■ **DATA LINES**:

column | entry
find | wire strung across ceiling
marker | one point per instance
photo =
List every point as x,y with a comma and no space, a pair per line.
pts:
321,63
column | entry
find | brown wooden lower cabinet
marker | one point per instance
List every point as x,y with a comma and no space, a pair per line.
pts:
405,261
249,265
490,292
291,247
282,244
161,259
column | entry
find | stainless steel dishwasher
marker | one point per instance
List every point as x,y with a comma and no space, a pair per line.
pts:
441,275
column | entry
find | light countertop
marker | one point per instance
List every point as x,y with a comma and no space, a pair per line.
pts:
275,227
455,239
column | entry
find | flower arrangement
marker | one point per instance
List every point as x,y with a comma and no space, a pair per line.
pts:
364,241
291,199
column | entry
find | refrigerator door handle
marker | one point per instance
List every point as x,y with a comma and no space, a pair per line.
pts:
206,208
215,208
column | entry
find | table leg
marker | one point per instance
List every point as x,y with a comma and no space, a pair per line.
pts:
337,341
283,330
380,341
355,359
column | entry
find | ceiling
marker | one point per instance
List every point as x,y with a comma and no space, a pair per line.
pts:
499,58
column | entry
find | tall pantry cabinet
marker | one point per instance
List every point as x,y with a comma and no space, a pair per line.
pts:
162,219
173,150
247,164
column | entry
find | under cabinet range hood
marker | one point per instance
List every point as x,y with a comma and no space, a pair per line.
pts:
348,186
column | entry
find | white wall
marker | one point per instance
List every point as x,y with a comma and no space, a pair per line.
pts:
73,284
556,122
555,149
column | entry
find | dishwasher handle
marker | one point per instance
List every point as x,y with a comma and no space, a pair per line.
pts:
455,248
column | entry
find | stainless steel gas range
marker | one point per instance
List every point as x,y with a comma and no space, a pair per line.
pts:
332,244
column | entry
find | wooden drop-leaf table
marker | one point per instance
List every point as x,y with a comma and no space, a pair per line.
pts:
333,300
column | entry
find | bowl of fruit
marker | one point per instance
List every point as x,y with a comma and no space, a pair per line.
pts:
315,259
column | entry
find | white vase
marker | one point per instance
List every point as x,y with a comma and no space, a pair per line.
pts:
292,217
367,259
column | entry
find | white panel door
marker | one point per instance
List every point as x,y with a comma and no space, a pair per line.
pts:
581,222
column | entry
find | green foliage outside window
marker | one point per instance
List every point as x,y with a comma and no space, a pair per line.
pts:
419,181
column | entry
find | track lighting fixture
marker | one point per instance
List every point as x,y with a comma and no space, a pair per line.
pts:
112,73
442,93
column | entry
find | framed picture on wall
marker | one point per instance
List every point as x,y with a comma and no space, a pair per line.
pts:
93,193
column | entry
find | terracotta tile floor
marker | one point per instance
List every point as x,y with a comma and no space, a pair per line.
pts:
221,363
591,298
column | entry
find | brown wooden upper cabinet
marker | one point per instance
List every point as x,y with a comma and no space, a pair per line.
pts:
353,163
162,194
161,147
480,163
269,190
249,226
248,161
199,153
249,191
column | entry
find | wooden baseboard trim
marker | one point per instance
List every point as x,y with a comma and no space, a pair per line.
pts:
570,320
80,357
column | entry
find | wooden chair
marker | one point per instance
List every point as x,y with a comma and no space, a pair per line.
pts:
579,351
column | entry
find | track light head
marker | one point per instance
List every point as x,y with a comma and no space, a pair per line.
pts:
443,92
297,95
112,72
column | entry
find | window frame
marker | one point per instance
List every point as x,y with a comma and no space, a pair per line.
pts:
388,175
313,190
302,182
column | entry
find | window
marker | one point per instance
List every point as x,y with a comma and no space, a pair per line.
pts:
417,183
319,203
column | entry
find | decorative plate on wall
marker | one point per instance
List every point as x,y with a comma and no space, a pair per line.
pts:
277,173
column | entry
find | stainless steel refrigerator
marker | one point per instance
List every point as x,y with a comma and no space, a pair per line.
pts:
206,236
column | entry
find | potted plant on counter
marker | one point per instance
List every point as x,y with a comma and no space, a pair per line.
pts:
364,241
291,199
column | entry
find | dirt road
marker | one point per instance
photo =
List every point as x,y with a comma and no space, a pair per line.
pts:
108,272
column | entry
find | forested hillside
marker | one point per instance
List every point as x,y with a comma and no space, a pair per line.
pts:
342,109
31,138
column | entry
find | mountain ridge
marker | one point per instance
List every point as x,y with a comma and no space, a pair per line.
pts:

■ **TASK TO COMPLETE**: Please set down the whole listing above without altering a single line.

■ **REPLY TO THE EXERCISE**:
column | entry
find | wire strung across ceiling
marker | one point per instance
photo =
List every point as x,y with a comma and no space, a pair per line.
pts:
321,63
column | entry
find | brown wooden lower cabinet
marker | one point per instance
List every point as x,y with a comma and no space, a pair per line.
pts:
405,261
249,265
490,292
291,247
282,244
161,259
column | entry
find | stainless steel dishwasher
marker | one point per instance
List every point as x,y with a comma and no space, a pair per line.
pts:
441,275
column | entry
find | light countertop
marker | one point per instance
List every point as x,y with a comma and no space, a pair per line.
pts:
275,227
455,239
column | entry
find | flower arrangement
marker | one point per instance
List every point as x,y with a comma and no space, a pair per line.
pts:
364,241
291,199
column | entry
find | refrigerator door handle
marker | one point per instance
List every point as x,y with a comma and no space, a pair per line.
pts:
206,208
215,208
column | entry
find | table leg
marker | one point per instance
List every point as x,y with a comma and no space, a pair per line.
pts:
337,341
283,330
380,341
355,359
column | entry
find | ceiling
marker | one point per instance
List every point as x,y with a comma and no space, a pair per line.
pts:
499,58
column | entry
find | tall pantry cabinet
marker | one point per instance
List every point as x,y with a comma and no space, a pair per line.
pts:
162,219
173,150
247,164
column | entry
find | under cabinet range hood
marker | one point per instance
List every point as x,y with a comma and no space, a pair per line.
pts:
348,186
column | entry
find | white wall
marker | one point per instance
List every point as x,y with a comma and no space, a pair per line.
pts:
73,284
556,122
555,149
column | entry
find | dishwasher handle
marker | one point per instance
List every point as x,y with a comma and no space, a pair per line.
pts:
455,248
column | entry
find | stainless steel gas range
marker | one point per instance
List every point as x,y with a comma and no space, a pair per line.
pts:
332,244
column | entry
find | wooden drop-leaf table
marker | one point per instance
List every point as x,y with a comma and no space, a pair per line.
pts:
333,300
column | entry
find | bowl of fruit
marker | one point per instance
List every point as x,y with a comma and no space, a pair per line.
pts:
315,259
column | entry
find | white vase
marker | one point per instance
List every point as x,y with a comma and no space, a pair per line.
pts:
292,217
367,259
column | entry
find | white panel door
marker | one point per instance
List every point as x,y with a comma and no space, a pair per line.
pts:
581,222
column | entry
find | green foliage outside window
marker | one point per instance
List every point as x,y with a comma and no space, a pair per line.
pts:
419,181
column | entry
find | track lighting fixture
marker | one point per instance
List every point as x,y with a comma and no space, a pair per line.
pts:
112,73
442,93
column | entry
find | framed picture on wall
marker | one point per instance
List every point as x,y with a comma and no space, a pair per line.
pts:
93,193
column | entry
find | terracotta tile floor
marker | one point per instance
List every point as x,y with a comma and no space, a pair per line.
pts:
221,363
591,298
column | entry
find | brown wooden upper cabinet
marker | one point per instance
List every point as x,y with a comma and no space, a pair per line.
pts:
353,163
162,194
161,147
480,163
269,190
249,226
248,161
199,153
249,191
column | entry
find | wooden baseboard trim
marker | one point per instance
List every point as x,y with a comma and no space, a pair per line.
pts:
570,320
80,357
column | entry
find | wooden chair
marker | one point per instance
List every point as x,y with a comma and no space, a pair per line.
pts:
579,351
column | entry
find | track light head
marker | one point per instance
List every point as x,y with a comma and no space, a pair per line.
pts:
443,92
297,95
112,72
column | entry
find | window frame
marker | one point per instance
List every point as x,y with a comma and no space, a pair per line.
pts:
388,175
313,190
302,182
column | entry
find | window
marker | one point per instance
List every point as x,y with a comma and no space, a pair per line.
pts:
417,183
319,203
column | entry
find | decorative plate on wall
marker | one point per instance
List every point as x,y with a comma and no space, a pair per line.
pts:
277,173
column | entry
find | stainless steel refrigerator
marker | one point per instance
List every point as x,y with a comma and no space, a pair per line.
pts:
206,236
column | entry
find | potted plant on counter
marker | one point per instance
List every point as x,y with a comma and no space, a pair per line.
pts:
364,241
291,199
column | entry
find | dirt road
marker | one point per instance
photo =
List every point as x,y with a comma and no space, a pair per line.
pts:
108,272
column | entry
find | forested hillside
marker | one point per instance
List every point as x,y with a comma and no space, a pair per line.
pts:
342,109
31,138
column | entry
find | mountain ridge
marker | one point per instance
List every point as x,y with a comma and no space, a pair per line.
pts:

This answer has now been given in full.